[Start of DATA]

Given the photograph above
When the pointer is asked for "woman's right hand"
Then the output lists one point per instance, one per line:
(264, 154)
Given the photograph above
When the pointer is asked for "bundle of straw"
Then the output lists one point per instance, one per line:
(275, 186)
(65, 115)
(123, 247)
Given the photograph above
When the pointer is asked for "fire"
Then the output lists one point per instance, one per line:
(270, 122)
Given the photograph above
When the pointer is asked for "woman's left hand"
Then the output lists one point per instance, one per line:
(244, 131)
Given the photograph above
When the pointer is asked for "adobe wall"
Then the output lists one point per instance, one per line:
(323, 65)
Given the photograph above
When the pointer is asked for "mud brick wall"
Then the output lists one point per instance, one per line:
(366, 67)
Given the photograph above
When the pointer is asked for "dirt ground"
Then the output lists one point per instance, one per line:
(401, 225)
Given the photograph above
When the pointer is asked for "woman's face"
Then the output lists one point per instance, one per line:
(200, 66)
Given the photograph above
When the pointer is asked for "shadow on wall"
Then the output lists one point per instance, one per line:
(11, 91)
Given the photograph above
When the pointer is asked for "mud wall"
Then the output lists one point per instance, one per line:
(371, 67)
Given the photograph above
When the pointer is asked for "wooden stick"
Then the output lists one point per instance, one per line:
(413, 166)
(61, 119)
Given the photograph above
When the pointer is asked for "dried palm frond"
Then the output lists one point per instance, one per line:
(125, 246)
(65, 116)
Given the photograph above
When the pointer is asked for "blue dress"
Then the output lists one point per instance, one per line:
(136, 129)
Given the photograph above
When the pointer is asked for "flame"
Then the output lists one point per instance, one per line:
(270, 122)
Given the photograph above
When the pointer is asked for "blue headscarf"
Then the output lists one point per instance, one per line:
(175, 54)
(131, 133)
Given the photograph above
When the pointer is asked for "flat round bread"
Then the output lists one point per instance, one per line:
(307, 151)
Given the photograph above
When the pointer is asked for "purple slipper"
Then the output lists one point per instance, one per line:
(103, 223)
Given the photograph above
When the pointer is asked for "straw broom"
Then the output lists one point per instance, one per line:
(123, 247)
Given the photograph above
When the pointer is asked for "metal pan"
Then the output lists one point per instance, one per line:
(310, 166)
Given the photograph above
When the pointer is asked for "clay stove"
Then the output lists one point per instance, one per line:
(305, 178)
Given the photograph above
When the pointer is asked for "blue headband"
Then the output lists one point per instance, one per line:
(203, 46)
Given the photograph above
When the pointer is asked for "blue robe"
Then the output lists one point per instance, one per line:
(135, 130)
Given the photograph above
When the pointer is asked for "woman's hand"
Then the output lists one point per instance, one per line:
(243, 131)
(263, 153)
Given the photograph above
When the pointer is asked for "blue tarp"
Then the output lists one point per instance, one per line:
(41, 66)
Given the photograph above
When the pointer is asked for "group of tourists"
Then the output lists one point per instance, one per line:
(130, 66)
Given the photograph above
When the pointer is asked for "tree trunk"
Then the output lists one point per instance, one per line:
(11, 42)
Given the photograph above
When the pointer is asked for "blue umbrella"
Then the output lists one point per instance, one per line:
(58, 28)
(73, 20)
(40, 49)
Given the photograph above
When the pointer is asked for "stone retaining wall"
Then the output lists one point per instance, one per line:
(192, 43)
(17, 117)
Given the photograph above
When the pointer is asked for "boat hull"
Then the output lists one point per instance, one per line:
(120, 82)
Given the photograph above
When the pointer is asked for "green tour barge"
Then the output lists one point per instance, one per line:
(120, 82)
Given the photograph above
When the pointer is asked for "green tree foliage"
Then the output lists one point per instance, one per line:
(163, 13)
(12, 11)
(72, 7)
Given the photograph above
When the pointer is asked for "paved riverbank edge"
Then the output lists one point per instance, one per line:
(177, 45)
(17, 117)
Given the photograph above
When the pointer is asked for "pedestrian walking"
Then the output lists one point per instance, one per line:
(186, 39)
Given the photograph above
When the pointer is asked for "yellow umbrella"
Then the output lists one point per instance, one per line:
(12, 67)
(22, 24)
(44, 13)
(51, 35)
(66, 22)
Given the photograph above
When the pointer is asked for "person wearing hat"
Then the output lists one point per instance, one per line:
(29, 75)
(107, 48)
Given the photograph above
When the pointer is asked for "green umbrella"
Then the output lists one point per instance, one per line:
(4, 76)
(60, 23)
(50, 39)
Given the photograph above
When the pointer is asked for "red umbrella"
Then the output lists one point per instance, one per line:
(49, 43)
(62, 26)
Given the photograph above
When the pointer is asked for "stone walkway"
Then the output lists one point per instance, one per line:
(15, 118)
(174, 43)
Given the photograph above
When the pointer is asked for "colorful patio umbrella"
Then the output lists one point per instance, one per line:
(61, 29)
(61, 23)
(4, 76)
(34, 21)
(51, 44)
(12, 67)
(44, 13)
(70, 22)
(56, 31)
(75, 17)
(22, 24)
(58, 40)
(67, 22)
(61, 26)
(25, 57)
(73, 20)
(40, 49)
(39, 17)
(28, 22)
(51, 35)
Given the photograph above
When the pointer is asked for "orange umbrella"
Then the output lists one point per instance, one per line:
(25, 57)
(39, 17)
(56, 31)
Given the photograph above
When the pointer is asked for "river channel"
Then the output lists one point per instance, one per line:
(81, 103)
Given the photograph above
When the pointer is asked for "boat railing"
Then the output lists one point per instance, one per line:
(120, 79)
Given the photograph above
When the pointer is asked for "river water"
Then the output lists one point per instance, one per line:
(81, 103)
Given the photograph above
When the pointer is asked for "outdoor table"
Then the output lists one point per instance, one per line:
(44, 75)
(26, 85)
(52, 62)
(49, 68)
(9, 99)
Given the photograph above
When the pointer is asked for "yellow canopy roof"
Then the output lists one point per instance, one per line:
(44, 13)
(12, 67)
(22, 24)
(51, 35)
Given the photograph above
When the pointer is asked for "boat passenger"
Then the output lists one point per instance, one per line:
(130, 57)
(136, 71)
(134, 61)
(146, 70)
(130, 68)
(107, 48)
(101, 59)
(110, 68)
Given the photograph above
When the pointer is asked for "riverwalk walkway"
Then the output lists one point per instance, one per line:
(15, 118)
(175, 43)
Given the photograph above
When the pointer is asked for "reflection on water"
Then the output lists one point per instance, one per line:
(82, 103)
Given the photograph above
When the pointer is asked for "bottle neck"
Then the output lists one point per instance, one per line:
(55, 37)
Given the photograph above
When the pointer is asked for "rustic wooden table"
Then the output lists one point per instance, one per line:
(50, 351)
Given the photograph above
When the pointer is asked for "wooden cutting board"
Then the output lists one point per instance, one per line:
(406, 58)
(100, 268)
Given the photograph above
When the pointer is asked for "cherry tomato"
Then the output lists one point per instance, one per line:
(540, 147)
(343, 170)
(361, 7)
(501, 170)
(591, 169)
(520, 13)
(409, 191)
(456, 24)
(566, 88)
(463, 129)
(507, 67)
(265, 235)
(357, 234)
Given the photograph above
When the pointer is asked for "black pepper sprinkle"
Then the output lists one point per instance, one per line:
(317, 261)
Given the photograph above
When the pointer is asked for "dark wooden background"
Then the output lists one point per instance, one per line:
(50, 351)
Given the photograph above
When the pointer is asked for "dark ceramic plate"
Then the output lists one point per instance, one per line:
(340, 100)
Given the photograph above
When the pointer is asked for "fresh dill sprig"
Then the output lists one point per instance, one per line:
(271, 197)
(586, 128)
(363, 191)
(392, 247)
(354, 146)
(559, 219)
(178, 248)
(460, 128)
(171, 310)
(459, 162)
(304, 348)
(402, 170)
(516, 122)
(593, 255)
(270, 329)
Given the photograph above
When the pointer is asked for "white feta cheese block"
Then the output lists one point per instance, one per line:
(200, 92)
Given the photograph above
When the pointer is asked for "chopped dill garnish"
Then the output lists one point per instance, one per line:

[End of DATA]

- _DESCRIPTION OF THE TASK_
Produce an exact copy of the whole listing.

- _SOLUTION TO THE PROBLEM_
Given the photograph above
When the pointer is asked for "woman's right hand"
Then the output lists one point per instance, one per line:
(264, 154)
Given the photograph above
When the pointer is asked for "bundle of straw"
Then the output lists one point per instance, one per line:
(275, 186)
(65, 115)
(123, 247)
Given the photograph above
When the pointer is asked for "fire"
Then the output lists one point per instance, one per line:
(270, 122)
Given the photograph above
When the pointer is asked for "woman's left hand"
Then the output lists one point per instance, one per line:
(244, 131)
Given the photograph above
When the pointer is asked for "adobe wall"
Then the output lists one point per instance, one per line:
(323, 65)
Given the photograph above
When the pointer is asked for "mud brick wall"
Then the output lists one point per instance, one per line:
(366, 67)
Given the photograph above
When the pointer is asked for "dirt ground"
Then the output lists one point per instance, one per line:
(401, 225)
Given the photograph above
When the pointer is asked for "woman's face"
Then the output lists one point per instance, one per line:
(200, 66)
Given the photograph above
When the pointer is asked for "shadow on wall"
Then the output lists one point per instance, one per line:
(11, 91)
Given the photograph above
When the pointer is asked for "mud wall"
Then the output lists one point per instance, one per line:
(371, 67)
Given the photograph above
When the pointer is asked for "wooden stick"
Then the output lists one point per instance, one per line:
(413, 166)
(61, 119)
Given the photograph above
When the pointer is asked for "dried palm frond"
Then the output lists one point per instance, one per line:
(125, 246)
(65, 116)
Given the photograph above
When the pointer is asked for "blue dress"
Then the output lists one point per instance, one per line:
(136, 129)
Given the photograph above
When the pointer is asked for "flame"
Then the output lists one point per instance, one per line:
(270, 122)
Given the photograph above
When the pointer is asked for "blue headscarf"
Then the output lists one point per instance, one per line:
(175, 54)
(131, 133)
Given the photograph above
When the pointer is asked for "flat round bread"
Then the output lists one point per instance, one per line:
(307, 151)
Given the photograph above
When the pointer is asked for "purple slipper"
Then the output lists one point per instance, one per line:
(103, 223)
Given the photograph above
When the pointer is asked for "straw broom"
Then the output lists one point per instance, one per line:
(123, 247)
Given the photograph above
When the pointer is asked for "metal pan"
Then the output lists one point per instance, one per line:
(310, 166)
Given the photograph above
When the pointer is asked for "clay stove"
Then the output lists one point per instance, one per line:
(305, 178)
Given the photograph above
When the pointer is asked for "blue headband"
Then the output lists one point per instance, one per line:
(203, 46)
Given the photograph above
When the pointer is asked for "blue robe"
Then the output lists one point per instance, one per line:
(135, 130)
Given the photograph above
When the pointer is asked for "woman's hand"
Then the output lists one point per instance, one per line:
(243, 131)
(263, 153)
Given the photograph above
When the pointer is asked for "blue tarp"
Then the output lists one point per instance, one per line:
(41, 66)
Given the photograph above
When the pointer is asked for "group of tourists"
Then the output lists one point per instance, one per line:
(130, 66)
Given the photograph above
When the pointer is asked for "tree trunk"
Then the output lists one point per instance, one per line:
(11, 42)
Given the photograph above
When the pointer is asked for "blue umbrella"
Then the output lists one point per instance, one per line:
(58, 28)
(73, 20)
(40, 49)
Given the photograph above
When the pointer is asked for "stone retaining wall"
Then the output lists one point per instance, one per line:
(192, 43)
(17, 117)
Given the photograph above
When the pointer is asked for "boat hull"
Then the output lists one point per instance, one per line:
(120, 82)
Given the photograph above
When the pointer is asked for "green tour barge"
Then the output lists one point per instance, one per line:
(120, 82)
Given the photograph above
When the pointer is asked for "green tree foliage"
Then the output lists one point per instance, one per line:
(163, 13)
(12, 11)
(72, 7)
Given the photograph above
When the pointer is asked for "paved riverbank edge"
Then the output lists one point per instance, one per line:
(177, 45)
(17, 117)
Given the photograph above
When the pointer is asked for "pedestrian walking"
Then the output lists one point per instance, one per line:
(186, 39)
Given the photograph above
When the pointer is asked for "yellow umbrella"
Then the output lists one point per instance, one per line:
(12, 67)
(22, 24)
(44, 13)
(51, 35)
(66, 22)
Given the photograph above
When the pointer is asked for "person wearing hat"
Then the output lists one point per instance, one per line:
(29, 75)
(107, 48)
Given the photograph above
When the pointer is asked for "green umbrella"
Then the output lists one point per instance, one per line:
(4, 76)
(60, 23)
(50, 39)
Given the photograph above
When the pointer is asked for "red umbrella"
Then the output lists one point per instance, one per line:
(49, 43)
(62, 26)
Given the photograph above
When the pointer is asked for "stone walkway"
Then the output lists one point per instance, one per line:
(15, 118)
(174, 43)
Given the photograph above
When the pointer is asked for "colorful patio umbrella"
Then the output lists one point per instance, one per line:
(61, 29)
(61, 23)
(4, 76)
(34, 21)
(51, 44)
(12, 67)
(44, 13)
(70, 22)
(56, 31)
(75, 17)
(22, 24)
(58, 40)
(67, 22)
(61, 26)
(25, 57)
(73, 20)
(40, 49)
(39, 17)
(28, 22)
(51, 35)
Given the photograph above
When the pointer is asked for "orange umbrella"
Then the output lists one point per instance, one per line:
(25, 57)
(39, 17)
(56, 31)
Given the photograph above
When the pointer is asked for "river channel"
Then the output lists one point per instance, one per line:
(81, 103)
Given the photograph above
When the pointer is asked for "boat railing"
Then the output lists one point per instance, one per line:
(120, 79)
Given the photograph above
When the pointer is asked for "river water"
Then the output lists one point per instance, one per line:
(81, 103)
Given the photograph above
When the pointer is asked for "outdoor table"
Then the output lists one point per instance, one per line:
(44, 75)
(26, 85)
(52, 62)
(49, 68)
(9, 99)
Given the photograph above
When the pointer is asked for "yellow canopy roof"
Then the output lists one point per instance, one per line:
(44, 13)
(12, 67)
(22, 24)
(51, 35)
Given the photograph above
When the pointer is asked for "boat passenger"
Then the output lists one point per instance, one per line:
(130, 57)
(136, 71)
(134, 61)
(146, 70)
(130, 68)
(107, 48)
(101, 59)
(110, 68)
Given the photograph above
When the pointer is asked for "riverwalk walkway"
Then the output lists one point per instance, one per line:
(15, 118)
(175, 43)
Given the photograph above
When the pointer is asked for "reflection on water"
Then the output lists one point per instance, one per line:
(82, 103)
Given the photograph above
When the pointer is asked for "bottle neck"
Then the output lists one point per instance, one per line:
(55, 37)
Given the photograph above
When the pointer is asked for "rustic wooden table"
Then the output lists one point per instance, one per line:
(50, 351)
Given the photograph above
When the pointer is asked for "wooden cutting board"
Then the output lists one point per instance, one per line:
(406, 58)
(100, 268)
Given the photograph above
When the pointer is asked for "cherry tomato"
Then the output lists one point per instance, one per line:
(540, 147)
(343, 170)
(361, 7)
(501, 170)
(591, 169)
(520, 13)
(409, 191)
(456, 24)
(566, 88)
(463, 129)
(507, 67)
(265, 235)
(357, 234)
Given the photograph above
When the pointer is asked for "black pepper sprinkle"
Then the output lists one point per instance, one per line:
(317, 261)
Given the photograph above
When the pointer is asked for "dark wooden background"
Then the output lists one point per instance, one per line:
(50, 351)
Given the photograph above
When the pointer is asked for "dark ceramic plate"
Then the output lists one point per instance, one per line:
(340, 100)
Given the photograph above
When the pointer is asked for "fresh dill sprig"
Then the output lists one point per instance, one per line:
(271, 197)
(586, 128)
(363, 191)
(392, 247)
(354, 146)
(559, 219)
(178, 248)
(460, 128)
(171, 310)
(459, 162)
(304, 348)
(402, 170)
(516, 122)
(593, 255)
(270, 329)
Given the photograph above
When the pointer is asked for "white feta cheese block"
Then the output lists one point per instance, one per line:
(200, 92)
Given the photograph above
When the pointer is asked for "chopped dill garnish"
Then the output lists one point per instance, one per line:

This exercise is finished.